━━━ SOURCE DATA

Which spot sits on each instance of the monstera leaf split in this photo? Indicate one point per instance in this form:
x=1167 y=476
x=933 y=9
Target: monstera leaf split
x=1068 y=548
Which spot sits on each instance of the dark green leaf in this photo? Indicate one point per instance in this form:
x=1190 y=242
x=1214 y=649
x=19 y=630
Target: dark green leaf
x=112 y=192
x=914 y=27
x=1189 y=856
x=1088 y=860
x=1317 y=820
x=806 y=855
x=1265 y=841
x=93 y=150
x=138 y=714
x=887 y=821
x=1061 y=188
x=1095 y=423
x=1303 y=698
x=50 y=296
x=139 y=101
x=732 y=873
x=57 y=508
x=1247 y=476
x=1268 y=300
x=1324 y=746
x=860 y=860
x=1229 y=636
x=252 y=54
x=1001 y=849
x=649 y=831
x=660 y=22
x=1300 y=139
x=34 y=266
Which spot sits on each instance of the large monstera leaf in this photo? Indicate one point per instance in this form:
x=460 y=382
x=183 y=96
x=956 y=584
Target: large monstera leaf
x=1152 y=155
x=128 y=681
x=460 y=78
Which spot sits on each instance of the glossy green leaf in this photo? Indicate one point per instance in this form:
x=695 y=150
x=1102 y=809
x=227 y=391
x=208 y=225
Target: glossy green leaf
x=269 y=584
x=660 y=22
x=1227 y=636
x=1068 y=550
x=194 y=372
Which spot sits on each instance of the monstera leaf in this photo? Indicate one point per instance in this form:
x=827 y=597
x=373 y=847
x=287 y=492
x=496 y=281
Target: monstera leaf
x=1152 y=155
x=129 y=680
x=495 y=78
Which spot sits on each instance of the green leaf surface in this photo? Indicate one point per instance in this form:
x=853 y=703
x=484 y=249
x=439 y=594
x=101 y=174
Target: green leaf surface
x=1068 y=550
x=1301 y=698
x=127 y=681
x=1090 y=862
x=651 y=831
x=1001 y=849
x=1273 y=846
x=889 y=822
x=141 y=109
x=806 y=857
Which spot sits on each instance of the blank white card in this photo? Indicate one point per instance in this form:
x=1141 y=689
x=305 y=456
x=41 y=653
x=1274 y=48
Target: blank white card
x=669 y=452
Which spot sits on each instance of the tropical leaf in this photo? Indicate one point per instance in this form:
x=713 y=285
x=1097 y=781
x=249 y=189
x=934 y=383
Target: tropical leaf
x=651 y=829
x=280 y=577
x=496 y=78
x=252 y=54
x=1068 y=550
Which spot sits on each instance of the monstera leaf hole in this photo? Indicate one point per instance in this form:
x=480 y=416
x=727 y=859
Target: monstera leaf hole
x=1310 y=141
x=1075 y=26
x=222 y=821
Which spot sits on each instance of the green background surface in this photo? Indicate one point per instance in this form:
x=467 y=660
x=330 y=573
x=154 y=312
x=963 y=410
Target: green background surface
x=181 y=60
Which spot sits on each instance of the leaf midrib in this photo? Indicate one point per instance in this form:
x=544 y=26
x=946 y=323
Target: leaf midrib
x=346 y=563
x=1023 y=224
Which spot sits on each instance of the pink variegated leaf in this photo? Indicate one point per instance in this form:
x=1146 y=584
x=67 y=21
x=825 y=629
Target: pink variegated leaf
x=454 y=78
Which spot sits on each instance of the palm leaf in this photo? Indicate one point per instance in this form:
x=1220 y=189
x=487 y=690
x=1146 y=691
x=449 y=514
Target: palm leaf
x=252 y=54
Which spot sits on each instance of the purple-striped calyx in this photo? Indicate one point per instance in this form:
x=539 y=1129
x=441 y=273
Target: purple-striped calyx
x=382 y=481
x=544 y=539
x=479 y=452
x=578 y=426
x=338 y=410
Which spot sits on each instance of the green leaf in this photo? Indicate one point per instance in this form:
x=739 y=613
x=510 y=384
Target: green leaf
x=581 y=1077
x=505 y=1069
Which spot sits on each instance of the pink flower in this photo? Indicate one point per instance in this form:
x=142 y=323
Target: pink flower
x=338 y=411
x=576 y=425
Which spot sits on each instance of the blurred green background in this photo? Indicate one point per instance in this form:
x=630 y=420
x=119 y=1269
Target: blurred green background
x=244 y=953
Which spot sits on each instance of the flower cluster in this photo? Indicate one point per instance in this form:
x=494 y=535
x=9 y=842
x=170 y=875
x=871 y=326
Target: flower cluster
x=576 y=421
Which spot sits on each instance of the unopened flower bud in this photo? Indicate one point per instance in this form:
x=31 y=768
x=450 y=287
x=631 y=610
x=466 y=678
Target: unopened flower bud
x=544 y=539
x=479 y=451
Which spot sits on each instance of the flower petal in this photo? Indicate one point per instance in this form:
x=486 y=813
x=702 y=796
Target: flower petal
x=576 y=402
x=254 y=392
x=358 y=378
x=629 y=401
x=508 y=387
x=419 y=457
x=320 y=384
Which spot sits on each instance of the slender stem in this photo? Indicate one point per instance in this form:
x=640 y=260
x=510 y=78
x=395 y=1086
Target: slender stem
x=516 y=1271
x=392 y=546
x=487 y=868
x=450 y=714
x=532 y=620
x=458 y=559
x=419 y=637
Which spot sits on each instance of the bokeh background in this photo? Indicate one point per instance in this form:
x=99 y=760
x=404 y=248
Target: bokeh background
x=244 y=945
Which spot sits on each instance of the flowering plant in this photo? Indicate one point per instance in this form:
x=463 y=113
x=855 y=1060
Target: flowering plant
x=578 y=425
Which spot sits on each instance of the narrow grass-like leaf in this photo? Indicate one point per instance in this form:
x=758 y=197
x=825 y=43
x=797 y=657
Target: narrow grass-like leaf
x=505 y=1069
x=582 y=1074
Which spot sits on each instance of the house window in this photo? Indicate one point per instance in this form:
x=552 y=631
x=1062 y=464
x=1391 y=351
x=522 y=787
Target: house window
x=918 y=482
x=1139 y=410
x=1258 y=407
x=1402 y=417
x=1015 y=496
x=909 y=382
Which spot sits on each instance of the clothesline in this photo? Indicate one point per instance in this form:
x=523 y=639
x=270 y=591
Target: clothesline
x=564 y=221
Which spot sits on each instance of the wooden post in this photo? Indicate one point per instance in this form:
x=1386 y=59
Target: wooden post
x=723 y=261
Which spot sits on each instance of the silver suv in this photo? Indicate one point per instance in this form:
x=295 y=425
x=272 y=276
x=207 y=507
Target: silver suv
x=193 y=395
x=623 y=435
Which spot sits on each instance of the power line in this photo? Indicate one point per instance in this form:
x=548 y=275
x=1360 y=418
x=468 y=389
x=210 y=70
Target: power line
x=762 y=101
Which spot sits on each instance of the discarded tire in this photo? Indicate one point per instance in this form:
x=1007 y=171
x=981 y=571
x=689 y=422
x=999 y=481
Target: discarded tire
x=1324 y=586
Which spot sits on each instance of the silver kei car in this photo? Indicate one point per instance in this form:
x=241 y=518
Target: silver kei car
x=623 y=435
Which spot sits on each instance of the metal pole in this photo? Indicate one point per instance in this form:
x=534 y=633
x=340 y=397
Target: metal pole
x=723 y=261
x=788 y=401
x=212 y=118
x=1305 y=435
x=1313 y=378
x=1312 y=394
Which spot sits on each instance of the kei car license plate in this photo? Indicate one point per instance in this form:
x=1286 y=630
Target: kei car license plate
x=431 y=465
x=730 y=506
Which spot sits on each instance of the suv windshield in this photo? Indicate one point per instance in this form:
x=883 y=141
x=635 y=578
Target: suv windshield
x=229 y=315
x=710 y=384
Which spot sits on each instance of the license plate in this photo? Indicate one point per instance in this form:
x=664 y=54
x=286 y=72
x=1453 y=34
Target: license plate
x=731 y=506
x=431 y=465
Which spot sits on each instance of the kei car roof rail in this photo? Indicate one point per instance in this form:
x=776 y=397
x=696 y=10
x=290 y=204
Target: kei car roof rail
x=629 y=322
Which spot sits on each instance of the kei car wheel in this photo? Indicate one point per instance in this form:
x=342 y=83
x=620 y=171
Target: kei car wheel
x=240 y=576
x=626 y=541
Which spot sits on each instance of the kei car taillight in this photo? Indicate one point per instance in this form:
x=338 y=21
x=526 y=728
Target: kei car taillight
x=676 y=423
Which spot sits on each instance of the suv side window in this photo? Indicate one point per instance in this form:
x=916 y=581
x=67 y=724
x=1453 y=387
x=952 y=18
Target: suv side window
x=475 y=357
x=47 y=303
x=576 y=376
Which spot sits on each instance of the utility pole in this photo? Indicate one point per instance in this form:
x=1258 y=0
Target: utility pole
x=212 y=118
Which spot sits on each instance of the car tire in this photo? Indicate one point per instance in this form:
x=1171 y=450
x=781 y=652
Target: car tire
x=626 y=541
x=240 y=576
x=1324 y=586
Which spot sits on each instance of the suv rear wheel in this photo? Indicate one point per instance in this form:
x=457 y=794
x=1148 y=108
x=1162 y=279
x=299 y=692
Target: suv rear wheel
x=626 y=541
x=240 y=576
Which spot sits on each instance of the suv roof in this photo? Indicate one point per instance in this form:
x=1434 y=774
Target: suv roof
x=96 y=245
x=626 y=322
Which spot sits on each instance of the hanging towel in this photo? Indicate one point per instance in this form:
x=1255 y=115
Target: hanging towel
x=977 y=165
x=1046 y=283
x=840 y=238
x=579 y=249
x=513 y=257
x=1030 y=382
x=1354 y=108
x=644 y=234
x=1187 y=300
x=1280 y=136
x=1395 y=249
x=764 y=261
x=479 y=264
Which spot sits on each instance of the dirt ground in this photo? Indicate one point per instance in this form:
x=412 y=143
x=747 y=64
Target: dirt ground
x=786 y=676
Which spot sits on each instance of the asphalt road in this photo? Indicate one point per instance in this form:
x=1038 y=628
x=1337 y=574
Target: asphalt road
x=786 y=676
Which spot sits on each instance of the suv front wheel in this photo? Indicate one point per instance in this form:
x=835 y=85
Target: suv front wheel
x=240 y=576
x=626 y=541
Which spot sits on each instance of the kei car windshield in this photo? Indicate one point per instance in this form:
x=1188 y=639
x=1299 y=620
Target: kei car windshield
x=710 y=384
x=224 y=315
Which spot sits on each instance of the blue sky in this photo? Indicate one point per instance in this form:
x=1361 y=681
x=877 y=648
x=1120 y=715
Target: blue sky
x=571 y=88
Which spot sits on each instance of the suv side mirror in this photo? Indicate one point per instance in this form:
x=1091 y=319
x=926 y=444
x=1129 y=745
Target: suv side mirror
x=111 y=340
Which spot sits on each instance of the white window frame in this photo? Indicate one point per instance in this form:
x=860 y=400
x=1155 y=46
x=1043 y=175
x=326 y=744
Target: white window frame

━━━━━━

• DIRECTIONS
Turn everything from the line containing "Which spot sits on each instance of the flowering" down to the line containing "x=564 y=221" into a numbered list, with blank lines left out.

• RESULT
1. Which spot sits on each instance of the flowering plant in this photo? Indicate one point per instance in this form:
2. x=463 y=113
3. x=855 y=1060
4. Target: flowering plant
5. x=578 y=425
6. Which spot sits on each instance of the narrow grass-like leaf in this photo? Indicate one point per instance in this form:
7. x=758 y=197
8. x=825 y=43
9. x=797 y=657
10. Target: narrow grass-like leaf
11. x=505 y=1069
12. x=582 y=1074
13. Which spot sits on each instance of the house window in this photo? Indicate one point per instance in this form:
14. x=552 y=631
15. x=1062 y=464
16. x=1391 y=351
17. x=522 y=787
18. Target: house window
19. x=918 y=482
20. x=1139 y=410
21. x=1258 y=407
22. x=1402 y=417
23. x=1015 y=496
24. x=909 y=382
25. Which spot sits on each instance of the clothesline in this photo? Indicate one point per instance in this form:
26. x=523 y=639
27. x=270 y=591
28. Target: clothesline
29. x=564 y=221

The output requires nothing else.